Task description: Count the lines of data that contain the string "water" and give only that number.

Input records:
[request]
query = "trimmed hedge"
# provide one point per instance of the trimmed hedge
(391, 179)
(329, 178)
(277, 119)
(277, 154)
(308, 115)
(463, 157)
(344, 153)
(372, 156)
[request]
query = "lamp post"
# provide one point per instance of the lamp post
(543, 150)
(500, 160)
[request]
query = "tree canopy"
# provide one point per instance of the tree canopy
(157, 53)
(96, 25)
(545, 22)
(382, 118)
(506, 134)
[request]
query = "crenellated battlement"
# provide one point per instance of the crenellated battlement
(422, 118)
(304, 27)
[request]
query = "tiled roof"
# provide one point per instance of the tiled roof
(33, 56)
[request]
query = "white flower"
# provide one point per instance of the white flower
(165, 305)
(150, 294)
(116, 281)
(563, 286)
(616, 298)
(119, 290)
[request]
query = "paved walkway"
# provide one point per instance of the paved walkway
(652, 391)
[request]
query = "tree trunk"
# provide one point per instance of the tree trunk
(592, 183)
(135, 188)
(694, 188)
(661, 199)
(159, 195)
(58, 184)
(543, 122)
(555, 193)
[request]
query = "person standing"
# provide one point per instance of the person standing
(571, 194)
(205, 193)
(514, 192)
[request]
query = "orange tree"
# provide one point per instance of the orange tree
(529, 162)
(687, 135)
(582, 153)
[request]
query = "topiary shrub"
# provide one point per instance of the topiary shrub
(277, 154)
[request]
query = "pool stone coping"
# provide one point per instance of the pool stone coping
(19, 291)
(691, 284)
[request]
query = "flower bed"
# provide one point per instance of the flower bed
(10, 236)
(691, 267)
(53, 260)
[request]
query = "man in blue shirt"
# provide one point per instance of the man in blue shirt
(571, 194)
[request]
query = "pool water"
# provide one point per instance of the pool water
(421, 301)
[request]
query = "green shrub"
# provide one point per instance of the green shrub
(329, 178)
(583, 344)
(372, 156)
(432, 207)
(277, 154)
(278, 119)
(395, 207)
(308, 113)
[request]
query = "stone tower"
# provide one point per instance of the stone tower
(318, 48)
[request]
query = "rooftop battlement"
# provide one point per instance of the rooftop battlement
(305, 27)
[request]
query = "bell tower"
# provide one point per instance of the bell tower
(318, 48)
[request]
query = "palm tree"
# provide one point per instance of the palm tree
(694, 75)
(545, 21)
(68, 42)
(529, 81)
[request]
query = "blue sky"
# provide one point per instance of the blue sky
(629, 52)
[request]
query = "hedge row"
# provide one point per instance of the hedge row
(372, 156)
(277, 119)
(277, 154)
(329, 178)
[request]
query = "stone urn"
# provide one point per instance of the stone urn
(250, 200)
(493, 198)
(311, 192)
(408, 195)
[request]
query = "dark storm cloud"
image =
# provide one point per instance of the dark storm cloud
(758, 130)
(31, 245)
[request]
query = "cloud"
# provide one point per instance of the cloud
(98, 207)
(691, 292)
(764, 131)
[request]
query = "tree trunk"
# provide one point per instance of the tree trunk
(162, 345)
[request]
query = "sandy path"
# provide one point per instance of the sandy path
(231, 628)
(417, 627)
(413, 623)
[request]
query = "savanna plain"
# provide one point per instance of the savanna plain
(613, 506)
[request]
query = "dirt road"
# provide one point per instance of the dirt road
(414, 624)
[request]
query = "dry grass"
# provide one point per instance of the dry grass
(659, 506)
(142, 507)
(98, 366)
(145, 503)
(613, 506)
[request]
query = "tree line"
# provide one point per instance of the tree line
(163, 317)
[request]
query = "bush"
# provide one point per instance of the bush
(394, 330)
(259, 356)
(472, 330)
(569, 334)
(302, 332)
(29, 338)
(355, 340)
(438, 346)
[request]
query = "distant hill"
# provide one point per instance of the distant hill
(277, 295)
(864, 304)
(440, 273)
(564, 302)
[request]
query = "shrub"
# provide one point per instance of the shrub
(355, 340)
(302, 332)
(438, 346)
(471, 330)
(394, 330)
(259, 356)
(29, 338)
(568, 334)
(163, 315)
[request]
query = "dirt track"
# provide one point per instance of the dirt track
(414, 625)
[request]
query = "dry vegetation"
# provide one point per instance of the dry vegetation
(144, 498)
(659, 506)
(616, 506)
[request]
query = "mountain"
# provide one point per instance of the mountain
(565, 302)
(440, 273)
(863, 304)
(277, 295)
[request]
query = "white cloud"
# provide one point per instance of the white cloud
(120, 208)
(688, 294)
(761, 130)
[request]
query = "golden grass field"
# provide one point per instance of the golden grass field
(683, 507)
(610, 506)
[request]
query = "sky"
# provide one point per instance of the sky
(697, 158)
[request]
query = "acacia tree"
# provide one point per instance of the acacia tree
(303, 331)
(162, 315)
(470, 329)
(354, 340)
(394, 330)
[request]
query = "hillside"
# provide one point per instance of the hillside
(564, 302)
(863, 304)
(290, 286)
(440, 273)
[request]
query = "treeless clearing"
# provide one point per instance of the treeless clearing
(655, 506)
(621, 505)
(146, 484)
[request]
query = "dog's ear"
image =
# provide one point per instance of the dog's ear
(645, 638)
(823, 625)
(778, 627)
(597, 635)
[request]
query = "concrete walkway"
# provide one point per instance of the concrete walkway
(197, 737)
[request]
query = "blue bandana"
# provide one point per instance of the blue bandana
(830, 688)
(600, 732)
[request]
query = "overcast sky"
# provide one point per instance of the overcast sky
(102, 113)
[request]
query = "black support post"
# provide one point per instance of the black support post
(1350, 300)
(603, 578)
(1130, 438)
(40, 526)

The response: 2